→ **EXERCISE DETAILS**: Collect all lines from the listing that include the string "telescope".

########

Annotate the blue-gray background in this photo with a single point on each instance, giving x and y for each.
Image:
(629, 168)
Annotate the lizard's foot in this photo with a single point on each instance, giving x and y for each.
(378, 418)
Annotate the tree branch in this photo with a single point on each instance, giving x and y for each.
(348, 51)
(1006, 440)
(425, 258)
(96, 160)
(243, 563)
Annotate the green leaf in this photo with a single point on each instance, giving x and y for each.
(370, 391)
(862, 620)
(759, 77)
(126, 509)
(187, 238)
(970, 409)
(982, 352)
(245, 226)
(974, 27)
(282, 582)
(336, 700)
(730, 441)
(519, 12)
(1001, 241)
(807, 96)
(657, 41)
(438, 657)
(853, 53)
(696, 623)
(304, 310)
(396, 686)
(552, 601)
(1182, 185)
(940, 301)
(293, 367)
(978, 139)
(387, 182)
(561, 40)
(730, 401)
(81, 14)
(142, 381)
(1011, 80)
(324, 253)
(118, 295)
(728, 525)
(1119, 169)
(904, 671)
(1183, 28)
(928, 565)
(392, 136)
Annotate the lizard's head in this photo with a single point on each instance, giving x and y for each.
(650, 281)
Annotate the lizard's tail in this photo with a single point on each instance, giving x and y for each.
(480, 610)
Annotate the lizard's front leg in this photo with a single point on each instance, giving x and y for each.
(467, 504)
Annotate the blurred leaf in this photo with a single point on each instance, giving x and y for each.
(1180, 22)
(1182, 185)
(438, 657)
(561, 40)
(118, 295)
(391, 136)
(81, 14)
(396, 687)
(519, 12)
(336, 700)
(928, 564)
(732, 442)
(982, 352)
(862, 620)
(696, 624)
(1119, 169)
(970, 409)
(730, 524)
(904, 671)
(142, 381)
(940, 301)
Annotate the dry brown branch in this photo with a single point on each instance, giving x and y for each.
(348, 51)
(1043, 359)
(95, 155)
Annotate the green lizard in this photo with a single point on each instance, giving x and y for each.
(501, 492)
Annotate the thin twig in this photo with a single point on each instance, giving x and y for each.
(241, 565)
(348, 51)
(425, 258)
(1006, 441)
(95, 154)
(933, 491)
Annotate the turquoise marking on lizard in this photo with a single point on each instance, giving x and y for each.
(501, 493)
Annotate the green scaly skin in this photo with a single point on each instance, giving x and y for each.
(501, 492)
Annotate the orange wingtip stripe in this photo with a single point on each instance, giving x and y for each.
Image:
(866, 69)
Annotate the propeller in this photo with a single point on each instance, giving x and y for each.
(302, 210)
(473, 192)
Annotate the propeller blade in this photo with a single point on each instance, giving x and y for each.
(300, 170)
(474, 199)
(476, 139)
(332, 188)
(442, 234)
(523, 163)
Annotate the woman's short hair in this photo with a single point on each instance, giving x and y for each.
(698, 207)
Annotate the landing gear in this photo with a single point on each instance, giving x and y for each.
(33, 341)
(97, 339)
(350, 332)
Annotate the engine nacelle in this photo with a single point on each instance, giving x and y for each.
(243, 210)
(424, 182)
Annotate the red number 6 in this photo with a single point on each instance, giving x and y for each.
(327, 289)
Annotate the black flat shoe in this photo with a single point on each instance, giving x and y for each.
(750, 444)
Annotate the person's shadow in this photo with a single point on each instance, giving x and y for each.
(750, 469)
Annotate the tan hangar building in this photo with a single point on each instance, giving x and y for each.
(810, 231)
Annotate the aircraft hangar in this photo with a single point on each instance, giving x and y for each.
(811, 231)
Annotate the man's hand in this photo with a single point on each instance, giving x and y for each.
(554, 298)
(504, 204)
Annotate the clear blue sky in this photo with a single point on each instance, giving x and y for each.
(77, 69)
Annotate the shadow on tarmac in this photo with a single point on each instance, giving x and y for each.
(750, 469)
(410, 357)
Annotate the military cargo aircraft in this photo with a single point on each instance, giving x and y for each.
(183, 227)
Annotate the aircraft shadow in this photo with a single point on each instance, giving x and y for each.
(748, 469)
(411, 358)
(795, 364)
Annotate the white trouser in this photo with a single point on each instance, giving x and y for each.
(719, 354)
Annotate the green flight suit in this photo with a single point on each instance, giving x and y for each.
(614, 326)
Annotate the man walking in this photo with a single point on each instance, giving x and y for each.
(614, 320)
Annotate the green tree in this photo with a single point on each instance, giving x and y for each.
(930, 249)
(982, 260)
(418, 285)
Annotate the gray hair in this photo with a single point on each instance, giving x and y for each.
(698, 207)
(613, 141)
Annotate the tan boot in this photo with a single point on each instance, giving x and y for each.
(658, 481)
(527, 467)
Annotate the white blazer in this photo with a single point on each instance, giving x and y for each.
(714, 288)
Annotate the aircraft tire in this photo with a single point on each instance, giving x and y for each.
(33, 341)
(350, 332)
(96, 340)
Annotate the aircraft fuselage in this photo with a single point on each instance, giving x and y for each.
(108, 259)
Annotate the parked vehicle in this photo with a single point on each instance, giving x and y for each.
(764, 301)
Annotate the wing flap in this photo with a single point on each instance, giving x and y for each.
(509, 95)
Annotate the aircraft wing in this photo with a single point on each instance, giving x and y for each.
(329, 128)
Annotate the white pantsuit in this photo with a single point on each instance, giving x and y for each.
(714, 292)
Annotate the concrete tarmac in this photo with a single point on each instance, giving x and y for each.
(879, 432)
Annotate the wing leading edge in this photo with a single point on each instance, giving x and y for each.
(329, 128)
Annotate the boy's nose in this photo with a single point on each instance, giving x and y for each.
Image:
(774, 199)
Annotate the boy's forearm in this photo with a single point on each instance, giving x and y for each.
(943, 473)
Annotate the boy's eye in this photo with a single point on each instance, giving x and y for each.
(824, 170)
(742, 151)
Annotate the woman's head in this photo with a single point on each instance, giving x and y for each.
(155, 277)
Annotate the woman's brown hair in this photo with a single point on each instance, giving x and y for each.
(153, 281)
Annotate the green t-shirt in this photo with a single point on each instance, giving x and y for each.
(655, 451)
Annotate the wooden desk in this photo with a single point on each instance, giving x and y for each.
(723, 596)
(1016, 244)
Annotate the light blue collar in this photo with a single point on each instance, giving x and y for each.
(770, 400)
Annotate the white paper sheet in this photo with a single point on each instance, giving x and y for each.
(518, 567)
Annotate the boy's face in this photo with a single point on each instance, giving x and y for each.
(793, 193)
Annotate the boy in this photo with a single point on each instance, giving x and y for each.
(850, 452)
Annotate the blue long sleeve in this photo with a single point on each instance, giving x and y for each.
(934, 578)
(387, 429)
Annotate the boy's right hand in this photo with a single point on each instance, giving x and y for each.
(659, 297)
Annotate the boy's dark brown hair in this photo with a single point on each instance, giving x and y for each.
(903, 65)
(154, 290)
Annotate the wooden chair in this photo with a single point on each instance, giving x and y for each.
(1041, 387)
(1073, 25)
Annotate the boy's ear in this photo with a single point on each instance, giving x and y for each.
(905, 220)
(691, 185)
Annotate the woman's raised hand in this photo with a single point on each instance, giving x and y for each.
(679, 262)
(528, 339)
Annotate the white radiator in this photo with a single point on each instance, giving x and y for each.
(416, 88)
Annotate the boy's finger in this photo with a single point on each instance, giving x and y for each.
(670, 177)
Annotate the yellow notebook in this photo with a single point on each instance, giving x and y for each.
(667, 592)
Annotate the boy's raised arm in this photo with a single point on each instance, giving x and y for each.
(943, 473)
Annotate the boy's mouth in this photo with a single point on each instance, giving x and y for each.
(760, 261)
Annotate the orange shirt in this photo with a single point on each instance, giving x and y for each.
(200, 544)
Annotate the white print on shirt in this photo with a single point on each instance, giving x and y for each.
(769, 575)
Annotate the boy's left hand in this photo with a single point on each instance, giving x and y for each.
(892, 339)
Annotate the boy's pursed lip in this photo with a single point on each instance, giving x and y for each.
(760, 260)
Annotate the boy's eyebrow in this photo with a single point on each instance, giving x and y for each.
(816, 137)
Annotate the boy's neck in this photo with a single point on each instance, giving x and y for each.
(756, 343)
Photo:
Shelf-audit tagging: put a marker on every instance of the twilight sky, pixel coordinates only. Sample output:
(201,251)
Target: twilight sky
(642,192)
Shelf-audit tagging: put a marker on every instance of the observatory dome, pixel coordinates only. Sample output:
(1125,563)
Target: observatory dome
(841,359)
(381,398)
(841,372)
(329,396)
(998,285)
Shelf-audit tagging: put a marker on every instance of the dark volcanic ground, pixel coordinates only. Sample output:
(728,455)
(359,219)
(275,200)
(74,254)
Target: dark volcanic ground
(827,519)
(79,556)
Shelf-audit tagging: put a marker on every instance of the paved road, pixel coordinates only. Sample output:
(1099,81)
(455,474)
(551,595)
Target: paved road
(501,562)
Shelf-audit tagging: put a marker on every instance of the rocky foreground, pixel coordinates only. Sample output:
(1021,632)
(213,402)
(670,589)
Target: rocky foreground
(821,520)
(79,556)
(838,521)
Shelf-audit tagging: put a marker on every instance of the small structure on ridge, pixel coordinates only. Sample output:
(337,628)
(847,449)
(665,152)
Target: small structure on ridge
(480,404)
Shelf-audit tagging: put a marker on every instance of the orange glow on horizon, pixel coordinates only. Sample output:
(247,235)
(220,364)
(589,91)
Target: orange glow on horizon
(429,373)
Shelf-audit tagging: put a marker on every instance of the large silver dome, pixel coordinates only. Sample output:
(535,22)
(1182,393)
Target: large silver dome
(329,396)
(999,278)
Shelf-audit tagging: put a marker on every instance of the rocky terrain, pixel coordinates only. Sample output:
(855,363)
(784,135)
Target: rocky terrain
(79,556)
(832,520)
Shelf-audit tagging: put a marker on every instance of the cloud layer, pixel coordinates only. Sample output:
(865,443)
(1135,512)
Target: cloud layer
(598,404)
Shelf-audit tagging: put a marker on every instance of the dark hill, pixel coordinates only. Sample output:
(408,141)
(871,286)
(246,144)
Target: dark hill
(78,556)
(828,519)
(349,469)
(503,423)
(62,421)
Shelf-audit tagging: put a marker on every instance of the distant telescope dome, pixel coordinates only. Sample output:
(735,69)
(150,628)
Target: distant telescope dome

########

→ **COMPLETED TASK**:
Shelf-audit tagging: put a marker on every instance of the distant telescope dome, pixel coordinates only. Sample output:
Target: distant telescope dome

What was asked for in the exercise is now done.